Reproduce all of the data below, replacing "one instance per line" with "one point per line" wherever it occurs and leaving everything else unchanged.

===== Data rows

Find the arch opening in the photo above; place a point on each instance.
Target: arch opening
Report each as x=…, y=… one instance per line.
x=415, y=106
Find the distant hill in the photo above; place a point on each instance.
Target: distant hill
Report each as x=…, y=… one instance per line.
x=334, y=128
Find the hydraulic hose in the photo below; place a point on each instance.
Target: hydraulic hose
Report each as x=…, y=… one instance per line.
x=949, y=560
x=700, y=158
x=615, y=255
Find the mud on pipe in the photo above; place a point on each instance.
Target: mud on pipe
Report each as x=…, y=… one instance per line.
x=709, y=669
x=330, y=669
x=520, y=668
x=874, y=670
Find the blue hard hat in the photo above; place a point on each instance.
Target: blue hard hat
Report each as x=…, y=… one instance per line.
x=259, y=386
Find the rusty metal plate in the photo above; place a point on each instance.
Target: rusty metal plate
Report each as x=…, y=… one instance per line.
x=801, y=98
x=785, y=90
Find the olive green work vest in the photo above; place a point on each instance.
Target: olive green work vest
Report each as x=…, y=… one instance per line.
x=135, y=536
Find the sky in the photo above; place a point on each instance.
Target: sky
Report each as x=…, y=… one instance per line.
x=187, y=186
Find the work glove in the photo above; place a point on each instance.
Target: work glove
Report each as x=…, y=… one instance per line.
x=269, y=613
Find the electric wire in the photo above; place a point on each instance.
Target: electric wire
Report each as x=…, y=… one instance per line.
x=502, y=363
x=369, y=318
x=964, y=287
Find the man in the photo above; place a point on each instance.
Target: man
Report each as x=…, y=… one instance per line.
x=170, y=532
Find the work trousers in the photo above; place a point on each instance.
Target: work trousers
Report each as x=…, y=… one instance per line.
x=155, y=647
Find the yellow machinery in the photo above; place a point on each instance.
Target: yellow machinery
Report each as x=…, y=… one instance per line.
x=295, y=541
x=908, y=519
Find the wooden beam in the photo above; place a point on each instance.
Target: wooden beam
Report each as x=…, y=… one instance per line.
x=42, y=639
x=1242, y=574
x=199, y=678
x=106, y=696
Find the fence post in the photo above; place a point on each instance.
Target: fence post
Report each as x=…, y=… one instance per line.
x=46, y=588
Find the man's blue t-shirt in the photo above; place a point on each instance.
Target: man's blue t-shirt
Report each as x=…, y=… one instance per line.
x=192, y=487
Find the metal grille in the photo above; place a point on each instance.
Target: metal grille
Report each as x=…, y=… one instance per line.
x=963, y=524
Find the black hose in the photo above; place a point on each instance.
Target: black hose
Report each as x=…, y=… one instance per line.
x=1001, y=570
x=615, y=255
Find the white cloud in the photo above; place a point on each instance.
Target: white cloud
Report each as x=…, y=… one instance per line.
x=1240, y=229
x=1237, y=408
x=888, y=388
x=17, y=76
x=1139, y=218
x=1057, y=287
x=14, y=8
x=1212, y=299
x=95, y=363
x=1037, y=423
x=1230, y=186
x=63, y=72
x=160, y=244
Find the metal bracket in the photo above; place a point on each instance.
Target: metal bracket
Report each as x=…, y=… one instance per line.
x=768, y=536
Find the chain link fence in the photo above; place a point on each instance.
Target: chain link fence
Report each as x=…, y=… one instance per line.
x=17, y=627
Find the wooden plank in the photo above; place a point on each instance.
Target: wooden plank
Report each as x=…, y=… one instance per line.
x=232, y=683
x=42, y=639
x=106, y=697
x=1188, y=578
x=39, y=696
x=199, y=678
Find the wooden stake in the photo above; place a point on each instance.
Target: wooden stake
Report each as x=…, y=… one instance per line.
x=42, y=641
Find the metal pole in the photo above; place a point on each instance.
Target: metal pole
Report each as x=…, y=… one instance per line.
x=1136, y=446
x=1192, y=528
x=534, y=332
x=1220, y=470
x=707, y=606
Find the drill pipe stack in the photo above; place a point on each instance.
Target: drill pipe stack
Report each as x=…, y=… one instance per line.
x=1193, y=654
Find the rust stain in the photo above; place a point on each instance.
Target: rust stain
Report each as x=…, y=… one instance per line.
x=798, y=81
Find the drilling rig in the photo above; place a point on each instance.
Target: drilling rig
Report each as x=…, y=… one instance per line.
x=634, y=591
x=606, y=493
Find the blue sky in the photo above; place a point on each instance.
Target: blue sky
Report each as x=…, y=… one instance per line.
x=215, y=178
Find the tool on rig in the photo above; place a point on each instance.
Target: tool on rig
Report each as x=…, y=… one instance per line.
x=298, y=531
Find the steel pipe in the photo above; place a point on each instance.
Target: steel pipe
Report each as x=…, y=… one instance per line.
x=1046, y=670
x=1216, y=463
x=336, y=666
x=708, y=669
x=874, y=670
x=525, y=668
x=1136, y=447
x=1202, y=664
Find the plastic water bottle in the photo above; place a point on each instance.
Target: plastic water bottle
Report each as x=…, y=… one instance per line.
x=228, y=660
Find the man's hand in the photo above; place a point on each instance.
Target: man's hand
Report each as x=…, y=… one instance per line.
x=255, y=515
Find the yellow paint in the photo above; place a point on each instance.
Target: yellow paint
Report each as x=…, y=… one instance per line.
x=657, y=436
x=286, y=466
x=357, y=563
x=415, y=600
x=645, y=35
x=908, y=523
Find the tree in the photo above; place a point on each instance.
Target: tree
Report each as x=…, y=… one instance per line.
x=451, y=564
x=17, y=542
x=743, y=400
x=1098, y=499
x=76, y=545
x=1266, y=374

==========

● Task result:
Find the arch opening in the photo above; place a point on each instance.
Target: arch opening
Report each as x=…, y=… one point per line.
x=415, y=106
Find the distant hill in the photo above; place a point on each instance.
Target: distant hill
Report each as x=…, y=… one point per line.
x=334, y=128
Find the hydraulic hose in the photo below; place a point on each instance.
Target: hydraulic hose
Report each as x=…, y=… one point per line.
x=949, y=560
x=700, y=158
x=615, y=255
Find the mud on pipe in the photo above; place a point on each instance.
Target: mud on pipe
Report each as x=…, y=… one point per line.
x=709, y=669
x=330, y=669
x=520, y=668
x=874, y=670
Find the blue hard hat in the photo above; place a point on each instance.
Target: blue hard hat
Report each as x=…, y=… one point per line.
x=259, y=386
Find the rusty metal plate in the photo above; place a point on each instance.
Target: rusty metal plate
Report each as x=…, y=… one point per line.
x=801, y=98
x=785, y=90
Find the olive green work vest in the photo above; place a point on each instance.
Target: olive green work vest
Report each as x=…, y=… one point per line.
x=135, y=536
Find the sky in the photo above; place a point on each instance.
Target: sky
Report each as x=…, y=… one point per line.
x=187, y=186
Find the work glove in the photo above; place a point on each instance.
Target: work glove
Report each as x=…, y=… one point per line.
x=269, y=613
Find the electric wire in the photo above; place a point on each instance.
Target: electric wire
Report each as x=…, y=… one point per line.
x=502, y=363
x=369, y=318
x=964, y=287
Find the man in the photo above; place a point on each instance.
Target: man
Report each as x=…, y=… one point per line.
x=170, y=532
Find the work trousers in the photo above; place a point on each instance.
Target: work trousers
Report each as x=…, y=… one point per line.
x=155, y=647
Find the yellow machinery in the photo above; place a point on each instance.
Target: yellow machinery
Report each as x=…, y=… one point per line.
x=295, y=541
x=908, y=519
Find the wooden beam in the photo above; place a point on each instance.
Target: wooden beam
Report each as x=…, y=… one point per line.
x=42, y=639
x=1242, y=574
x=199, y=678
x=106, y=696
Find the fence post in the photo above; place a point on each instance.
Target: fence post
Report each as x=…, y=… one point per line.
x=46, y=588
Find the man's blue t-shirt in the photo above; place a point on each instance.
Target: man's blue t-shirt
Report each as x=…, y=… one point per line.
x=192, y=487
Find the metal grille in the photo above; place a point on each instance.
Target: metal grille
Report each as x=…, y=… one point per line.
x=963, y=524
Find the black hose in the photo above; place a point on each instance.
Target: black hose
Report each as x=…, y=… one point per line.
x=1001, y=570
x=615, y=255
Find the white cloud in the photo above; place a point on each instance.
Target: white cloud
Report each as x=…, y=… one point per line.
x=1240, y=229
x=1237, y=408
x=888, y=388
x=17, y=76
x=1139, y=218
x=1057, y=287
x=14, y=8
x=1212, y=299
x=95, y=363
x=1037, y=423
x=1230, y=186
x=63, y=72
x=160, y=244
Find the metal bracket in the photo above; place a point on each instance.
Target: metal bracket
Report each as x=…, y=… one point per line.
x=768, y=536
Find the chain link fence in the photo above; place a point on each instance.
Target: chain link fence
Report each as x=…, y=… one point per line.
x=17, y=627
Find the wooden plank in the photo above; place a point on each instance.
Target: wooden plank
Report each as x=…, y=… one point per line.
x=232, y=683
x=42, y=639
x=106, y=697
x=1188, y=578
x=39, y=696
x=199, y=678
Find the wooden stake in the photo above; place a point on each instance.
Target: wooden stake
Report each as x=…, y=… one point per line.
x=42, y=641
Find the metal pole in the photo above; place a point on each instance.
Target: metal pole
Report each as x=…, y=… one point per line.
x=1136, y=446
x=1192, y=528
x=534, y=332
x=1220, y=470
x=707, y=606
Find the drill pipe stack in the photo above; place a point on each instance.
Target: drill pipe stack
Report each as x=…, y=… one point per line.
x=1193, y=654
Find the rust stain in the photo above; place a point on each instance.
Target: rust stain
Report each as x=…, y=… one point per line.
x=798, y=81
Find the drilling rig in the photo above; place a point on each instance.
Target: drilling rig
Report each as x=…, y=… one point per line.
x=634, y=591
x=606, y=493
Find the blue sky in the photo above; place a point on each instance.
Target: blue sky
Report each as x=…, y=… one point per line.
x=215, y=178
Find the tool on rig in the photo above; place a point on each instance.
Target: tool on rig
Report each as x=…, y=… one point per line.
x=298, y=531
Find the steel pipe in the photo above; place a point on each instance.
Target: steel pipe
Report each as x=…, y=… one point per line.
x=1046, y=670
x=1216, y=463
x=336, y=666
x=708, y=669
x=874, y=670
x=525, y=668
x=1136, y=447
x=1202, y=664
Find the plastic water bottle in the photo above; place a point on each instance.
Target: plastic water bottle
Report each as x=…, y=… one point per line.
x=228, y=660
Find the man's hand in the photo above; place a point on each instance.
Target: man's hand
Report each as x=…, y=… one point per line.
x=255, y=515
Find the yellow paint in the photo above; place a point on each instance.
Target: yellow paint
Report each as x=…, y=… one point per line.
x=657, y=436
x=286, y=466
x=357, y=563
x=415, y=600
x=645, y=35
x=908, y=523
Find the tree in the photo above; place a point on each instance.
Target: tree
Report each as x=…, y=… one point per line.
x=451, y=564
x=17, y=542
x=743, y=400
x=1098, y=499
x=76, y=545
x=1266, y=374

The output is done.